Jake MacDonald (1949 – January 30, 2020) was a Canadian author. MacDonald produced eight books and several hundred articles in Canadian magazines.

Born in Winnipeg, Manitoba, MacDonald was an alumnus of St. Paul's High School, Winnipeg, Class of 1967. MacDonald received a BA in English from the University of Manitoba in 1971. After graduation, MacDonald was a carpenter and fishing guide before becoming a full-time writer.

Over twenty-five years he produced ten books of both fiction and non-fiction, numerous short-stories and about two hundred stories for many of Canada's leading publications, including The Globe and Mail, Outdoor Canada, Canadian Geographic, Maclean's, Cottage Life, Canadian Business and The Walrus. His writing netted over twenty-five awards. The memoir Houseboat Chronicles: Notes from a Life in Shield Country won three awards across the country, including the Pearson Writers' Trust Prize for Nonfiction in 2002.

Problem description: Reproduce everything in the Jake MacDonald biography from "Born in Winnipeg, Manitoba, MacDonald" down to "a full-time writer.".

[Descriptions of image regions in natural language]
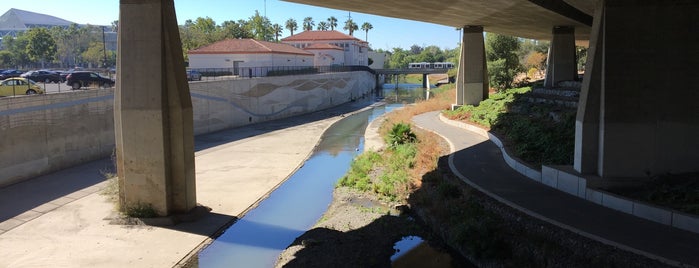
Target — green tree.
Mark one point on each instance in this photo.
(277, 29)
(350, 26)
(332, 21)
(261, 27)
(366, 27)
(6, 59)
(205, 25)
(322, 26)
(503, 61)
(41, 46)
(308, 23)
(431, 54)
(415, 49)
(18, 49)
(291, 25)
(115, 26)
(94, 55)
(235, 30)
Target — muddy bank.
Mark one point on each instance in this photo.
(358, 230)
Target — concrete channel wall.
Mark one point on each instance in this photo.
(45, 133)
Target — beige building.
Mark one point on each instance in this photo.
(249, 56)
(331, 47)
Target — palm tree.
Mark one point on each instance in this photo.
(366, 27)
(323, 26)
(277, 30)
(332, 21)
(308, 24)
(350, 26)
(291, 25)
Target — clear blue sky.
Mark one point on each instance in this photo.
(387, 33)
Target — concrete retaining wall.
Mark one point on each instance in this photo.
(44, 133)
(566, 179)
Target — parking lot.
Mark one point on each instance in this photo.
(51, 88)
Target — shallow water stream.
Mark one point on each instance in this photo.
(257, 239)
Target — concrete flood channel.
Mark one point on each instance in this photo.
(257, 239)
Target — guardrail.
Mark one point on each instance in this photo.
(264, 71)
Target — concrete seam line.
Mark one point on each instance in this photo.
(452, 166)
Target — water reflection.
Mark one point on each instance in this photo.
(412, 251)
(259, 237)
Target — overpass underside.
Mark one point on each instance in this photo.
(637, 115)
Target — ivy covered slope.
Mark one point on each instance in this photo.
(537, 133)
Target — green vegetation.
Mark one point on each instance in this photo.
(503, 61)
(679, 192)
(141, 210)
(531, 132)
(400, 134)
(388, 173)
(489, 110)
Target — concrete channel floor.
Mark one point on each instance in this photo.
(63, 220)
(479, 162)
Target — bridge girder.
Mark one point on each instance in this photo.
(523, 18)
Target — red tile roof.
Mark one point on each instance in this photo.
(319, 35)
(248, 46)
(322, 46)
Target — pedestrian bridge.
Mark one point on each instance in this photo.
(630, 122)
(411, 71)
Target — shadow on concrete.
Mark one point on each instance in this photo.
(205, 141)
(72, 182)
(22, 197)
(369, 246)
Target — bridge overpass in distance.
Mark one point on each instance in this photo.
(424, 72)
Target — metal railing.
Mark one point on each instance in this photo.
(266, 71)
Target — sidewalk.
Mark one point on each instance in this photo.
(62, 220)
(479, 162)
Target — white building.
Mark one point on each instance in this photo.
(248, 56)
(354, 51)
(378, 60)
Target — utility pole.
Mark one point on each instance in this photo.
(104, 49)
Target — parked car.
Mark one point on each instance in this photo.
(64, 74)
(19, 86)
(42, 76)
(9, 74)
(83, 79)
(193, 75)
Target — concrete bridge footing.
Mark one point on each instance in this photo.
(153, 111)
(472, 76)
(561, 63)
(637, 115)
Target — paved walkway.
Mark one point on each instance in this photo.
(62, 220)
(479, 162)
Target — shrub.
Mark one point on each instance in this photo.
(400, 134)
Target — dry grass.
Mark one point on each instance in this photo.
(429, 147)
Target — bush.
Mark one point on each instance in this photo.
(400, 134)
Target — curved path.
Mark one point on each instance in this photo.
(62, 220)
(480, 163)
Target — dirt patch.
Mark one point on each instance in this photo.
(358, 230)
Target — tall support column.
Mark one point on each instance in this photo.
(153, 111)
(638, 115)
(561, 63)
(472, 76)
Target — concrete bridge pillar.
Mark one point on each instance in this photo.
(472, 76)
(153, 111)
(638, 114)
(561, 63)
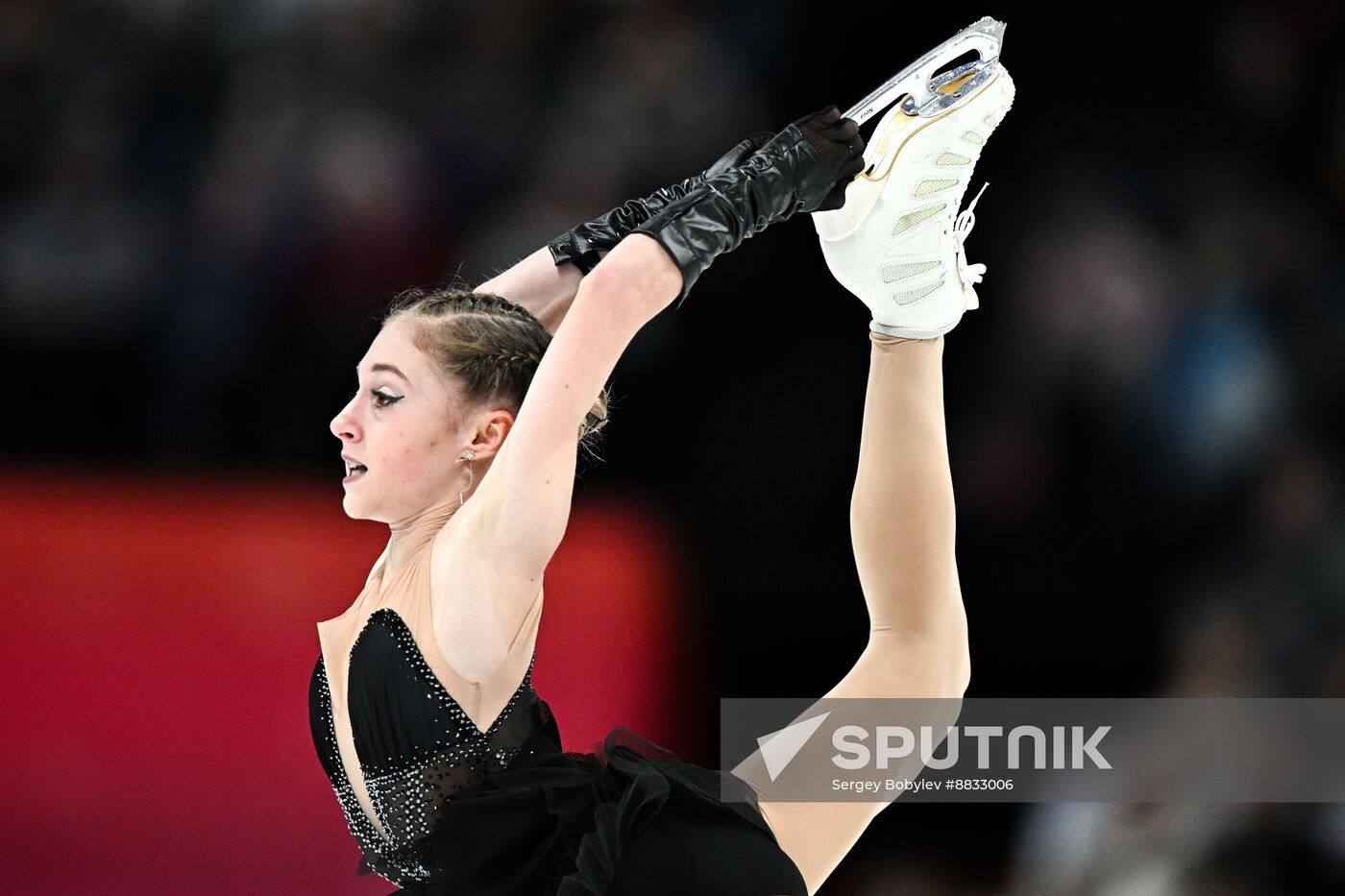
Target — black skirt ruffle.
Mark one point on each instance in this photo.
(629, 817)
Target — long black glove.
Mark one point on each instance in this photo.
(806, 167)
(581, 245)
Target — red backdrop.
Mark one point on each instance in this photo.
(159, 640)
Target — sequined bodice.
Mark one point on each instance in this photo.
(416, 745)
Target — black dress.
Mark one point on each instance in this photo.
(507, 812)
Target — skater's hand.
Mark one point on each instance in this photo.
(838, 147)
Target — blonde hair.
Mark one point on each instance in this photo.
(487, 343)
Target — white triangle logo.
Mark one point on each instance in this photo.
(780, 747)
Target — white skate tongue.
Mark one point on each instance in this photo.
(968, 275)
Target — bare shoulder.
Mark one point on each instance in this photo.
(479, 600)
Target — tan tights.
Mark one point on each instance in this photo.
(903, 527)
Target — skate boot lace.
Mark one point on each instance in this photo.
(968, 275)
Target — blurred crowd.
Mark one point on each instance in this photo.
(204, 206)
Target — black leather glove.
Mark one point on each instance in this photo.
(806, 167)
(581, 245)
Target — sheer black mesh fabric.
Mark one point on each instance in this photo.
(507, 812)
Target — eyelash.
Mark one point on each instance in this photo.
(380, 399)
(385, 399)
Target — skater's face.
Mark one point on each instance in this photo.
(404, 426)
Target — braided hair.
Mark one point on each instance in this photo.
(487, 343)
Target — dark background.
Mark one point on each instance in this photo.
(204, 206)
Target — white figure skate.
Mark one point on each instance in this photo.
(897, 242)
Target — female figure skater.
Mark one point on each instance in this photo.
(461, 439)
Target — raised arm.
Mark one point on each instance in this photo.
(548, 280)
(541, 285)
(520, 510)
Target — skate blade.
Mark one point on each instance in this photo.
(920, 86)
(893, 133)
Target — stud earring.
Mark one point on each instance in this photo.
(471, 476)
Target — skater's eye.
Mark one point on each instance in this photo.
(383, 400)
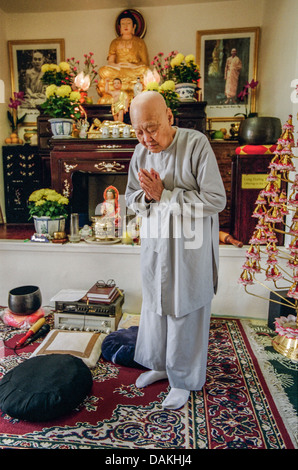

Exercise result:
Born in Winnipeg, Manitoba, MacDonald was an alumnus of St. Paul's High School, Winnipeg, Class of 1967. MacDonald received a BA in English from the University of Manitoba in 1971. After graduation, MacDonald was a carpenter and fishing guide before becoming a full-time writer.